Recorded information: Begin
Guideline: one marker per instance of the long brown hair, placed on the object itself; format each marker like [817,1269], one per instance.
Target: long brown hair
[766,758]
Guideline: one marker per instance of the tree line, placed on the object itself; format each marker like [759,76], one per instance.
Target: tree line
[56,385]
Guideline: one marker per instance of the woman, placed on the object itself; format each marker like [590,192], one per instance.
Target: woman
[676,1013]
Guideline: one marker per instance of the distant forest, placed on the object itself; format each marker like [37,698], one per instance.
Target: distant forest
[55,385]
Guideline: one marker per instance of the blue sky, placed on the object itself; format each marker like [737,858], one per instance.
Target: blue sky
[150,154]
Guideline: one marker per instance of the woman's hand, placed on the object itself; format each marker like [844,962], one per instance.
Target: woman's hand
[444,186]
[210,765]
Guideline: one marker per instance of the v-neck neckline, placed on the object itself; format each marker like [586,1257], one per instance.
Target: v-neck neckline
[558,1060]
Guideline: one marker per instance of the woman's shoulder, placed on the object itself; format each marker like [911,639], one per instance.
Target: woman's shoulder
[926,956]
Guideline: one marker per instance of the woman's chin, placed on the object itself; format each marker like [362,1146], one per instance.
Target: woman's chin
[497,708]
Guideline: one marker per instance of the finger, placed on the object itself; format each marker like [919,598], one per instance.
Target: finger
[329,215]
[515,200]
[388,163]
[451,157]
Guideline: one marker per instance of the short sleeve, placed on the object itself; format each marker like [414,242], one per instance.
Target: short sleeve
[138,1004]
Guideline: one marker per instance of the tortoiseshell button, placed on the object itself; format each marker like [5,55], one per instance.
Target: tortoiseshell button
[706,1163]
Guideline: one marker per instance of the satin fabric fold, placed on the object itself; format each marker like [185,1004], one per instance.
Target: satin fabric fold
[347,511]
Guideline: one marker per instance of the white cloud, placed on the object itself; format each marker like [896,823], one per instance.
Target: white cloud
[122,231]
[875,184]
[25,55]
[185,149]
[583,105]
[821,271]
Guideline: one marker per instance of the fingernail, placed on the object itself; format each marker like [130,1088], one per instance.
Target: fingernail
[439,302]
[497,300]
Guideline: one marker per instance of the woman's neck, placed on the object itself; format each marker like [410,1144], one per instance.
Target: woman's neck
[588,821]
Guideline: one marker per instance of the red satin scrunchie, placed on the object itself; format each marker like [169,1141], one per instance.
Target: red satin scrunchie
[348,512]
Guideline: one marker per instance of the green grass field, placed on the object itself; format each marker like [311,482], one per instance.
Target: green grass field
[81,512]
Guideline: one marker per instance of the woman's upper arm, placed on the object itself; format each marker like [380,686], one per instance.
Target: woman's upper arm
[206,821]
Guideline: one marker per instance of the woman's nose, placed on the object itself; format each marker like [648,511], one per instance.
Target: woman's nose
Recorded information: End
# Work order
Repeat exactly the lines above, starting with the line that contains "Target: green grass field" and ending with the last line, both included, and nothing else.

# Task solution
Target: green grass field
[81,512]
Guideline: one marker per instance of the woman's upper arm, placed on the object itself; format each marker like [380,686], one per instance.
Target: woman's upper arm
[206,821]
Guideline: one marker per instance of the woman's nose, placed on the object itself; format each marker like [648,511], one per instance.
Target: woman's nose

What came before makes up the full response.